Stored data

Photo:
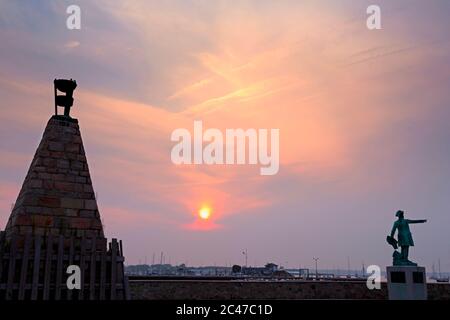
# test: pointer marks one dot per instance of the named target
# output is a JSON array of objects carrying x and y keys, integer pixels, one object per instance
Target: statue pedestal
[{"x": 406, "y": 283}]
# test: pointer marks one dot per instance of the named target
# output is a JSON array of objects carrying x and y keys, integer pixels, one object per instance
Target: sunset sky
[{"x": 364, "y": 119}]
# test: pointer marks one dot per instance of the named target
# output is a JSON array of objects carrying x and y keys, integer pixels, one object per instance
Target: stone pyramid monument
[
  {"x": 57, "y": 196},
  {"x": 55, "y": 223}
]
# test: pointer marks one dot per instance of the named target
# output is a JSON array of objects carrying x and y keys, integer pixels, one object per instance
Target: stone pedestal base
[{"x": 406, "y": 283}]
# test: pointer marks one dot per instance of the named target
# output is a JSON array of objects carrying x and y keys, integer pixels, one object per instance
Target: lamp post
[{"x": 317, "y": 275}]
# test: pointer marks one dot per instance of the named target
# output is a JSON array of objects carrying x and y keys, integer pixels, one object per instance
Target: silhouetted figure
[
  {"x": 66, "y": 101},
  {"x": 404, "y": 239}
]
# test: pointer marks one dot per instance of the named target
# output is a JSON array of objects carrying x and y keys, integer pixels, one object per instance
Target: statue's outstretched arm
[{"x": 417, "y": 221}]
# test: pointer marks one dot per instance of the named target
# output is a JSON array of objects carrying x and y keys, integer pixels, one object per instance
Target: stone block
[
  {"x": 79, "y": 179},
  {"x": 22, "y": 220},
  {"x": 88, "y": 188},
  {"x": 76, "y": 165},
  {"x": 71, "y": 212},
  {"x": 87, "y": 213},
  {"x": 55, "y": 146},
  {"x": 49, "y": 202},
  {"x": 72, "y": 147},
  {"x": 72, "y": 203},
  {"x": 63, "y": 164},
  {"x": 90, "y": 204},
  {"x": 35, "y": 183},
  {"x": 42, "y": 221}
]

What you will do
Write out all the material above exactly, with no image carried over.

Response to the exercise
Photo:
# test: pointer marks one dot per instance of the named target
# output is a JSON array of objects carrying x and y keys, integer pixels, one object per instance
Target: statue pedestal
[{"x": 406, "y": 283}]
# test: pointer marks one dot per instance of the named target
# output is a JSON array of objects carrying x and y keys, integer pixels, one object per instance
Target: sunset sky
[{"x": 364, "y": 119}]
# test: pointer marks one dot per instance of the named target
# output is a JSON array of objects carrying x and y keys, integer pixels, one object per instance
Target: stone pyramid monument
[
  {"x": 57, "y": 196},
  {"x": 55, "y": 223}
]
# test: pointer marks one dot per instance of the named target
# output is a JSON array of objects carrying x and y keys, integer pixels, one object per instance
Target: stone pedestal base
[{"x": 406, "y": 283}]
# test: pointer marks one dot per instance of the named target
# output is a JSON array of objects carrying x and y keys, integer pixels, one object per instance
Target: lamp post
[{"x": 317, "y": 275}]
# test: pointer marks one dot per instance of the named target
# output is a JSON array of objects carrying x and y keys, integer pixels, one object per instance
Target: silhouetted figure
[
  {"x": 66, "y": 101},
  {"x": 404, "y": 239}
]
# test: pointer marks one dot per instance of the named target
# output is a JSON array of objects carrying x and y keys, integer pixels, one object per instance
Target: statue's outstretched arm
[{"x": 417, "y": 221}]
# test: pointer marks one dot per instance of the named target
# output is a JSON array of objects carrying x and y keys, integer pixels, one object per instance
Target: stone block
[
  {"x": 79, "y": 179},
  {"x": 22, "y": 220},
  {"x": 88, "y": 188},
  {"x": 76, "y": 165},
  {"x": 71, "y": 212},
  {"x": 87, "y": 213},
  {"x": 55, "y": 146},
  {"x": 49, "y": 202},
  {"x": 72, "y": 147},
  {"x": 72, "y": 203},
  {"x": 63, "y": 164},
  {"x": 90, "y": 204},
  {"x": 35, "y": 183},
  {"x": 42, "y": 221}
]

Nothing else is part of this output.